> **Excerpt**:
_ _ _ _

NEW DELHI: India's merchandise exports rose smartly in July on a weaker rupee while imports fell, offering the policymakers a reason to cheer in an otherwise dull economic environment.
Exports in July rose to an 18-month high of 11.6% while imports fell 6.2% from a year ago, yielding a trade deficit of $12.3 billon, almost the same as the previous month. The data came out on Monday as Finance Minister P Chidambaram announced a slew of measures in the Parliament to contain the current account deficit to $70 billion, which is 3.7% of theGDP from a record high of 4.8% in the last fiscal.
After two consecutive months of contraction, exports rose to $25.8 billion in July as sectors like pharma, textile, chemicals and petrochemicals posted a strong growth. Engineering goods, however, put up a poor show again.
The 13% fall in the value of the rupee against the dollar facilitated the growth in exports, but commerce secretary SR Rao said it is a stable exchange rate that helps exports. "Volatility does not permit exporters to get full value from the depreciation," he said.
The double-digit growth in exports could also be explained by the base effect, as exports declined 14.8% in July last year. "It is too premature to call it a turnaround in exports. The low base of last year explains the high growth. The global economy has not shown turnaround as such to explain such a high growth. If this is the effect of rupee fall, then we should see a similar growth in the coming months too to call this a turnaround," said Madan Sabnavis, chief economist at CARE Ratings.
On a month-on-month basis, exports grew 8.4%. This, however, is not considered a good comparison as it does not factor in the seasonal variation.
Imports in July fell to $38.1 billion, mainly because of a sharp fall in gold and silver imports. Gold and silver imports stood at $2.97 billion, down 33% from the year ago but higher than $2.45 billion in June. The government and the Reserve Bank have taken a slew of measures recently to curtail gold imports in an effort to contain the current account deficit that widened to a record 4.8% of GDP in the year ended March.
Oil imports in July declined 8% over the year ago to $12.7 billion.

_ _ _ _

> **Exercise**: Copy the passage of the article on India's July trade figures from "Imports in July fell" to "to $12.7 billion.", word for word.

> **Point-per-instance localization records**:
_ _ _ _

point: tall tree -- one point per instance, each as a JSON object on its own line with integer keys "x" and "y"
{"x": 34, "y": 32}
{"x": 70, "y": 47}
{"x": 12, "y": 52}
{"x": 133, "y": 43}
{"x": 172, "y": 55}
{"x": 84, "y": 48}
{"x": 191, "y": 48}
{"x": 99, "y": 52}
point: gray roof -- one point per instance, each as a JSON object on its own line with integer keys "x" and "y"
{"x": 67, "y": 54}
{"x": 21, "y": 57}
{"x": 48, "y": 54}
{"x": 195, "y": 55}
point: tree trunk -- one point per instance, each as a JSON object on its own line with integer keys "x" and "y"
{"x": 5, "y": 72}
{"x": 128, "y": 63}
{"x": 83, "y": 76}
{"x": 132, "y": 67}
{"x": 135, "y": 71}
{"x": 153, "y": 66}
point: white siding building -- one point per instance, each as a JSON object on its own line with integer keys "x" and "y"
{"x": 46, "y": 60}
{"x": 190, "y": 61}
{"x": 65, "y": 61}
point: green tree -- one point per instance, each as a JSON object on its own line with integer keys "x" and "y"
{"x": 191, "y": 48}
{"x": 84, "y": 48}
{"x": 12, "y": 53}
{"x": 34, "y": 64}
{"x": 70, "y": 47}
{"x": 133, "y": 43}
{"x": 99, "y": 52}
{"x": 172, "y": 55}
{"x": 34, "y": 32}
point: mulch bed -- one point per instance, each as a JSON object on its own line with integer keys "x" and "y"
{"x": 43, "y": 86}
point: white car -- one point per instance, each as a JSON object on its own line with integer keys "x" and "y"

_ _ _ _

> **Answer section**:
Imports in July fell to $38.1 billion, mainly because of a sharp fall in gold and silver imports. Gold and silver imports stood at $2.97 billion, down 33% from the year ago but higher than $2.45 billion in June. The government and the Reserve Bank have taken a slew of measures recently to curtail gold imports in an effort to contain the current account deficit that widened to a record 4.8% of GDP in the year ended March.
Oil imports in July declined 8% over the year ago to $12.7 billion.